Instruction.
Reproduce the following lines word for word.
[Record list start]
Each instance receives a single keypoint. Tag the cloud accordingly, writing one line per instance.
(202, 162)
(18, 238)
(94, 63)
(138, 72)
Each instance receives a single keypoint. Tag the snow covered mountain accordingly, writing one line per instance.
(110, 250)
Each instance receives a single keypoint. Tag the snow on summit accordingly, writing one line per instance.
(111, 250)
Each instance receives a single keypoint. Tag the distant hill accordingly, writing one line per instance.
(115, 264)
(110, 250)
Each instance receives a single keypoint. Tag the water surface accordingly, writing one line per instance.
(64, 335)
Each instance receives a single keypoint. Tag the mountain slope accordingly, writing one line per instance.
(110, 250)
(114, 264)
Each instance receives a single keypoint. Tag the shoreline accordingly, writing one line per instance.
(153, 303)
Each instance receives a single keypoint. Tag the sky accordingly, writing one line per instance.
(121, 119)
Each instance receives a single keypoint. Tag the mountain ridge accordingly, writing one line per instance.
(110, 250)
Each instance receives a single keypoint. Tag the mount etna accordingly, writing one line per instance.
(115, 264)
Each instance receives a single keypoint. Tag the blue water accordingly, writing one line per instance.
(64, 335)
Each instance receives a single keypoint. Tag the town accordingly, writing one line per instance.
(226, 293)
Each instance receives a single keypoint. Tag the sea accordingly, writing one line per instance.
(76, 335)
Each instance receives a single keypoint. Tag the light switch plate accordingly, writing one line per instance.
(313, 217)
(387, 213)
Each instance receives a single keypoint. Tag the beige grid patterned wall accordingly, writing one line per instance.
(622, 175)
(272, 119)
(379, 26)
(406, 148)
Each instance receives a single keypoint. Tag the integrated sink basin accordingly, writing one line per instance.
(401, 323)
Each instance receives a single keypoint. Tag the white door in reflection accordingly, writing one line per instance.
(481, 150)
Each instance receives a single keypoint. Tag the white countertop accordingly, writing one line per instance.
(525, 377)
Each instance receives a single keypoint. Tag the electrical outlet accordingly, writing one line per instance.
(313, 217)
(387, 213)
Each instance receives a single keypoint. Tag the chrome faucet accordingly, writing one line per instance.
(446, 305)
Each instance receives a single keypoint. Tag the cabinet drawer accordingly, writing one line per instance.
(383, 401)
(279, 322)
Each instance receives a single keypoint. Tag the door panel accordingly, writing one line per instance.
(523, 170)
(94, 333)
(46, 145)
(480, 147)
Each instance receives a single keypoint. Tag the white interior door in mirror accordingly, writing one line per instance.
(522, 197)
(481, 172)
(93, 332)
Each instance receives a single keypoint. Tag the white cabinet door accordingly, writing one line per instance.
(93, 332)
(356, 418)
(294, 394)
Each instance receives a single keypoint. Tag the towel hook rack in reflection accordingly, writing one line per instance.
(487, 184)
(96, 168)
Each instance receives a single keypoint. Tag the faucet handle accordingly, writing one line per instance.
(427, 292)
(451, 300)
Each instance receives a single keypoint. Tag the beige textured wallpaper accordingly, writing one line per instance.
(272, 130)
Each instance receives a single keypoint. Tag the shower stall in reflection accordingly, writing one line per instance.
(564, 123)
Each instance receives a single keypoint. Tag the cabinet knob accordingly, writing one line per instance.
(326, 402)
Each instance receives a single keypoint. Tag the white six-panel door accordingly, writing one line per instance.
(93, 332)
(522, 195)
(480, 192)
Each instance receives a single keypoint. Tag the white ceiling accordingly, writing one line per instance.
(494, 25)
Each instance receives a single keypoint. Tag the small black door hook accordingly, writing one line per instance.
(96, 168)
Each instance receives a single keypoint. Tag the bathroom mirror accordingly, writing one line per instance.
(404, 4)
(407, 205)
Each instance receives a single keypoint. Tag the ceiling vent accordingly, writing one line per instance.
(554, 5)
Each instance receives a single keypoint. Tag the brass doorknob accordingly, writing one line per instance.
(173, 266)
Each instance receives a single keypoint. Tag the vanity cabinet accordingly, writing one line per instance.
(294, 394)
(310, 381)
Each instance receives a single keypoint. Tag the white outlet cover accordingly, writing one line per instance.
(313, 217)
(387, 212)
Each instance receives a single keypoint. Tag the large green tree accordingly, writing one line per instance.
[Record list end]
Correct response.
Each instance receives a single keypoint. Tag the cloud accordingly, writing one line per instance.
(202, 162)
(18, 238)
(94, 63)
(138, 72)
Each instance receives a single keypoint. Tag the snow covered mountain accordingly, writing one line per instance.
(110, 250)
Each instance receives a single keypoint. Tag the snow on summit accordingly, writing one line per instance.
(111, 250)
Each instance receives a single keypoint. Tag the distant hill accordingly, writing one line per instance.
(115, 264)
(110, 250)
Each instance receives a single keypoint. Tag the water surface accordingly, writing one line per instance.
(64, 335)
Each instance receives a single keypoint. Tag the mountain slope accordingly, writing one line per instance.
(110, 250)
(114, 264)
Each instance receives a single keypoint. Tag the shoreline accordingly, writing one line per instance.
(153, 303)
Each instance receives a single keypoint. Tag the sky accordingly, writing one line per instance.
(121, 119)
Each instance receives a single keypoint. Tag the mountain ridge accordingly, writing one line per instance.
(110, 250)
Each instance receives a single keypoint. Tag the mount etna accordingly, writing one line per instance.
(115, 264)
Each instance receives a single keypoint. Tag the blue water accordingly, writing one line per instance.
(64, 335)
Each instance receives a single keypoint. Tag the town accordingly, writing one line per instance.
(226, 293)
Each instance receives a single keypoint. Tag the sea accordingly, writing one line per instance.
(76, 335)
Each instance receives a single keypoint. Tag the light switch plate accordingly, writing one line per instance.
(313, 217)
(387, 213)
Each instance receives a single keypoint. Tag the beige grid patterned wall accordingly, writing one line per instance.
(622, 175)
(272, 119)
(379, 26)
(406, 148)
Each instance receives a single keypoint. Tag the integrated sink basin accordingly, writing one line per instance.
(401, 323)
Each instance receives a single keypoint. Tag the white door in reflection accordingly, writing one line per instance.
(481, 150)
Each instance receives a single keypoint. Tag the white countertop accordingly, writing one line per instance.
(525, 377)
Each instance receives a single keypoint. Tag the electrical outlet accordingly, writing one line per instance.
(313, 217)
(387, 213)
Each instance receives a single keypoint. Tag the chrome faucet accordingly, writing one line per instance.
(446, 305)
Each instance receives a single keypoint. Tag the cabinet drawer accordingly, writing one line per instance.
(383, 401)
(279, 322)
Each instance receives a single keypoint. Tag the door panel accordingly, writing one line per instance.
(523, 170)
(94, 333)
(46, 145)
(480, 147)
Each instance receives a single keypoint. Tag the white interior door in mirror accordingly, writing one line per instance.
(522, 197)
(481, 172)
(93, 332)
Each instance receives a single keypoint. Tag the white cabinet door accordingly, writing one line per instance.
(93, 332)
(356, 418)
(294, 394)
Each instance receives a single keypoint. Tag the towel hook rack in reflection accordingly, writing one line per instance.
(487, 184)
(96, 168)
Each instance receives a single keypoint. Tag the faucet handle accordingly, writing one line per instance.
(427, 292)
(451, 300)
Each instance receives a single keypoint. Tag the beige textured wallpaper accordingly, writing one line per instance.
(272, 130)
Each instance receives a single keypoint. Tag the shower stall in reflection accordingly, writing one line per instance.
(564, 123)
Each instance receives a single keypoint. Tag the cabinet knob accordingly, writing one line per instance.
(326, 402)
Each instance receives a single keypoint. Tag the white six-panel door accordingly, writing one line per instance.
(93, 332)
(522, 195)
(480, 192)
Each instance receives a single keypoint. Tag the white ceiling accordingly, writing one line per instance.
(494, 25)
Each instance receives a single keypoint. Tag the small black door hook accordingly, writing one line per instance.
(96, 168)
Each instance receives a single keypoint. Tag the bathroom mirror accordingly, writing one line per instance.
(404, 4)
(407, 205)
Each instance receives a single keypoint. Tag the ceiling vent accordingly, writing one line per instance.
(554, 5)
Each instance receives a single keypoint. Tag the brass doorknob accordingly, writing one line per instance.
(173, 266)
Each instance receives a single keypoint. Tag the vanity cabinet accordingly, writing one line per instance.
(294, 394)
(310, 381)
Each instance receives a single keypoint. Tag the white outlet cover accordingly, writing one line per instance.
(313, 217)
(387, 212)
Each instance receives a single keypoint. Tag the large green tree accordingly, writing one line per instance.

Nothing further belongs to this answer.